Using the researcher profiles, please state the years Risa Palm served as provost at Georgia State University.

• Document passage

*** Begin section ***

Heather Offutt is an Associate Professor of Psychology at Georgia State University Cognitive Sciences program, and an associate member of the Neuroscience Institute. Her research focus is memory and decision-making in the legal context. She consults with trial attorneys in eyewitness identification cases and serves as an expert witness.
Risa Palm is a Professor of Urban Studies at Georgia State University and was provost from 2009-2019. Her Ph.D. is in geography, and she does research on science communication. She has three recent books on the impact of visual information about sea-level rise on the housing market in South Florida, and the use of various messages to affect vaccine hesitancy.
Hanna Schleihauf is a Marie Curie Postdoctoral Fellow at University of Berkeley, California. She studies how people across the world transmit behaviors and beliefs between one another and hopes to investigate the influences of direct and indirect exchange on the spread of knowledge and beliefs within the online environment in the future.
Beth Stevens is a doctoral student at Georgia State University in the Cognitive Psychology department. Her research interests focus on the intersection of psychology and the law. Currently, her work applies non-conventional data techniques to analyzing how system and estimator variables influence eyewitness identification and legal decision-making.
Chris Thayer
Chris Thayer is a Data Scientist with the Georgia Policy Labs specializing in data preparation, sensitive data de-identification, and policy communication. Their research interests include administrative data linkage and housing programs. Chris holds master’s degrees in public policy and city & regional planning from the Georgia Institute of Technology.

*** End section ***

• Listed entries
*** Begin section ***

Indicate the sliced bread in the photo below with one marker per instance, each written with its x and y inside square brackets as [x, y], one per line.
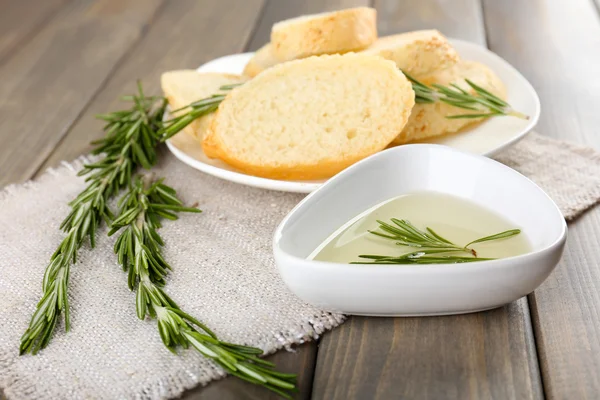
[428, 120]
[262, 59]
[419, 53]
[183, 87]
[328, 33]
[311, 118]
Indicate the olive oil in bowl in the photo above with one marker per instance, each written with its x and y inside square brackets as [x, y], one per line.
[435, 221]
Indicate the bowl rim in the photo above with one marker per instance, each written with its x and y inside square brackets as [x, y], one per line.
[557, 243]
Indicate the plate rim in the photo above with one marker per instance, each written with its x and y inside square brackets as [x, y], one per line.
[308, 187]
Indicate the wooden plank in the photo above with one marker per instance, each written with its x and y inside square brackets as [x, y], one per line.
[278, 10]
[483, 355]
[559, 54]
[44, 87]
[476, 356]
[20, 20]
[460, 19]
[185, 34]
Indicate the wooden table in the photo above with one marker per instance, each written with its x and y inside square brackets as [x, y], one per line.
[63, 61]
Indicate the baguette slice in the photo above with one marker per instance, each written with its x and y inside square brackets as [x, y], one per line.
[328, 33]
[186, 86]
[418, 53]
[311, 118]
[428, 120]
[262, 59]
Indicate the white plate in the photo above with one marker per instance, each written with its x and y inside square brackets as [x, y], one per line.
[487, 138]
[409, 290]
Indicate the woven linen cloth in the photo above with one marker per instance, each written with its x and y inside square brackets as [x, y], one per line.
[224, 274]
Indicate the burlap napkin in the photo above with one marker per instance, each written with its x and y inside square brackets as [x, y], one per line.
[223, 273]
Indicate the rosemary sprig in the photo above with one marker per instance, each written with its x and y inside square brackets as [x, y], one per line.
[482, 102]
[138, 249]
[195, 110]
[129, 142]
[433, 248]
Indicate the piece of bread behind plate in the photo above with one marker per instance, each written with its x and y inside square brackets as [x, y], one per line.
[418, 53]
[311, 118]
[428, 120]
[262, 59]
[327, 33]
[183, 87]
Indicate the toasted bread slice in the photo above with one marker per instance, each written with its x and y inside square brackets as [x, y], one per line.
[418, 53]
[262, 59]
[186, 86]
[428, 120]
[311, 118]
[328, 33]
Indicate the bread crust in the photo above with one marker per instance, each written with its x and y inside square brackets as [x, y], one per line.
[326, 166]
[172, 79]
[341, 31]
[429, 120]
[418, 53]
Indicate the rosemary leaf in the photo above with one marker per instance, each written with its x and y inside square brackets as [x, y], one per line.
[482, 100]
[432, 248]
[147, 203]
[105, 177]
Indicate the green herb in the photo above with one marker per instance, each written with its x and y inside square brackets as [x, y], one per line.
[129, 142]
[483, 103]
[433, 248]
[194, 110]
[138, 248]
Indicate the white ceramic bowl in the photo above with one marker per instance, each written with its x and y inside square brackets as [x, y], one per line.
[406, 290]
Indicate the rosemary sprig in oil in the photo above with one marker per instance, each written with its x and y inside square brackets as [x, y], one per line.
[138, 249]
[432, 248]
[482, 102]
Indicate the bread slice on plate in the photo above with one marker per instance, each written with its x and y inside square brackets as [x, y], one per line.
[328, 33]
[419, 53]
[428, 120]
[183, 87]
[311, 118]
[262, 59]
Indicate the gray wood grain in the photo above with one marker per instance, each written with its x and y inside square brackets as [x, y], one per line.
[278, 10]
[461, 19]
[45, 86]
[477, 356]
[187, 33]
[21, 20]
[556, 46]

*** End section ***

• Task output
From 2009 to 2019.